Due to their unique properties, nanostructured materials have developed into promising components for next-generation optoelectronic and energy converting devices. Their nanoscale dimensions and features allow for incredible interactions with phenomena occurring at similar length scales. Nanowires made of oxide materials are especially attractive for controlling the transport of phonons, photons, and charged species for added thermal and chemical stability. By controlling the nanowire dimensions, the propagation of these species can be tailored to be suitable in a variety of applications, even those operating at elevated temperatures.
One of these applications is thermoelectrics, where the conversion of heat to electricity occurs entirely in the solid-state. Though decades of research yielded little progress due to the limiting interdependencies of transport properties, the nanowire geometry allows for the decoupling of the otherwise tethered conduction of heat and charge. By merely existing in the size regime between the respective mean free paths of electrons and phonons, thermal conduction can be impeded by increased phonon boundary scattering while the electrons can proceed with mobility of a single crystal. However, further phonon scattering can occur with the addition of nanostructured features along the length of the nanowire. To accomplish this, InXO3(ZnO) n (X = Ga, Fe) polytypoid nanowires were synthesized using a facile, solid-state conversion scheme. Using aberration correction Z-contrast electron microscopy, detailed analysis of the resulting structure lead to the discovery of the formation of single atomic sheets of In existing within the ZnO matrix. Evidence is provided that these octahedrally coordinated In planes act as inversion domain boundaries and necessitate the existence of polarity-restoring "zig-zag" features between them. With experimental observations coupled with DFT calculations, both a structure model and formation mechanism are proposed. Single nanowire thermoelectric measurements on In-Ga-ZnO reveal simultaneous improvement in all the factors that contribute to the thermoelectric conversion efficiency. This is the first demonstration of enhancement of all three thermoelectric parameters in a nanowire system.

════════════════════

▸ **WHAT YOU SHOULD DO**: Retype the whole text above on oxide nanowires for thermoelectrics, word for word.

Stored records
════════════════════

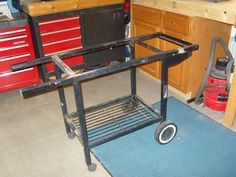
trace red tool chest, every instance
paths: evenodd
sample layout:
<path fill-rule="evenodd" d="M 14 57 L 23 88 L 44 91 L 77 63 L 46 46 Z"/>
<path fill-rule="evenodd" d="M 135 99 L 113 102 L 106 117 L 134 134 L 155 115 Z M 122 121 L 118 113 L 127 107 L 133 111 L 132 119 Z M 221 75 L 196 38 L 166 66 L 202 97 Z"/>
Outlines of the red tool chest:
<path fill-rule="evenodd" d="M 82 48 L 79 15 L 39 20 L 39 32 L 44 56 Z M 83 56 L 64 59 L 69 66 L 83 62 Z M 54 71 L 52 63 L 46 64 L 47 72 Z"/>
<path fill-rule="evenodd" d="M 12 64 L 34 60 L 30 28 L 25 19 L 1 23 L 0 27 L 0 93 L 39 84 L 36 67 L 12 72 Z"/>

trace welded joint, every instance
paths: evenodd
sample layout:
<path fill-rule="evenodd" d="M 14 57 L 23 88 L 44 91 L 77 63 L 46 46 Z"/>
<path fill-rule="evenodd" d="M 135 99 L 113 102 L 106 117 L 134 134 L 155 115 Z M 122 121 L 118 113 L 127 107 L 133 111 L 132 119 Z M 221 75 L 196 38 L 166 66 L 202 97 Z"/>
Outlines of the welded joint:
<path fill-rule="evenodd" d="M 74 76 L 75 72 L 72 71 L 72 69 L 66 65 L 60 57 L 58 57 L 57 55 L 52 55 L 51 56 L 52 61 L 55 62 L 55 64 L 67 75 L 67 76 Z"/>

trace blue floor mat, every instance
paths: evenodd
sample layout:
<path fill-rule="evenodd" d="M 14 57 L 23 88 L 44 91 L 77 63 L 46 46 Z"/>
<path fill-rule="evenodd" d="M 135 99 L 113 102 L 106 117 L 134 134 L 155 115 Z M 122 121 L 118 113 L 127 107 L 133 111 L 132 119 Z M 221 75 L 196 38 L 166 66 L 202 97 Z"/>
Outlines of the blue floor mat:
<path fill-rule="evenodd" d="M 92 151 L 114 177 L 236 177 L 235 133 L 173 97 L 167 115 L 178 126 L 167 145 L 154 140 L 154 124 Z"/>

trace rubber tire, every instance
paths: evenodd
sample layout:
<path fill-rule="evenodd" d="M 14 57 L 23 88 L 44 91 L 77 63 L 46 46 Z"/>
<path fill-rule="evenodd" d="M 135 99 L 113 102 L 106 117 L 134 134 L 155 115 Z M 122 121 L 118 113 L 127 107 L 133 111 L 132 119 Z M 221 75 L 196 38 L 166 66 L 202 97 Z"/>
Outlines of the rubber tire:
<path fill-rule="evenodd" d="M 162 139 L 163 138 L 163 133 L 166 133 L 166 131 L 170 131 L 170 130 L 171 130 L 171 132 L 168 132 L 167 139 L 163 140 Z M 159 144 L 164 145 L 164 144 L 168 144 L 169 142 L 171 142 L 174 139 L 176 134 L 177 134 L 177 126 L 176 126 L 176 124 L 171 122 L 171 121 L 169 121 L 169 120 L 166 120 L 166 121 L 162 122 L 159 125 L 159 127 L 156 129 L 156 131 L 155 131 L 155 139 L 156 139 L 156 141 Z"/>
<path fill-rule="evenodd" d="M 97 165 L 95 163 L 91 163 L 89 166 L 88 166 L 88 170 L 89 171 L 95 171 L 97 169 Z"/>
<path fill-rule="evenodd" d="M 75 138 L 75 133 L 73 133 L 73 132 L 69 132 L 67 135 L 68 135 L 69 139 L 74 139 Z"/>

════════════════════

▸ **EXERCISE RESPONSE**:
Due to their unique properties, nanostructured materials have developed into promising components for next-generation optoelectronic and energy converting devices. Their nanoscale dimensions and features allow for incredible interactions with phenomena occurring at similar length scales. Nanowires made of oxide materials are especially attractive for controlling the transport of phonons, photons, and charged species for added thermal and chemical stability. By controlling the nanowire dimensions, the propagation of these species can be tailored to be suitable in a variety of applications, even those operating at elevated temperatures.
One of these applications is thermoelectrics, where the conversion of heat to electricity occurs entirely in the solid-state. Though decades of research yielded little progress due to the limiting interdependencies of transport properties, the nanowire geometry allows for the decoupling of the otherwise tethered conduction of heat and charge. By merely existing in the size regime between the respective mean free paths of electrons and phonons, thermal conduction can be impeded by increased phonon boundary scattering while the electrons can proceed with mobility of a single crystal. However, further phonon scattering can occur with the addition of nanostructured features along the length of the nanowire. To accomplish this, InXO3(ZnO) n (X = Ga, Fe) polytypoid nanowires were synthesized using a facile, solid-state conversion scheme. Using aberration correction Z-contrast electron microscopy, detailed analysis of the resulting structure lead to the discovery of the formation of single atomic sheets of In existing within the ZnO matrix. Evidence is provided that these octahedrally coordinated In planes act as inversion domain boundaries and necessitate the existence of polarity-restoring "zig-zag" features between them. With experimental observations coupled with DFT calculations, both a structure model and formation mechanism are proposed. Single nanowire thermoelectric measurements on In-Ga-ZnO reveal simultaneous improvement in all the factors that contribute to the thermoelectric conversion efficiency. This is the first demonstration of enhancement of all three thermoelectric parameters in a nanowire system.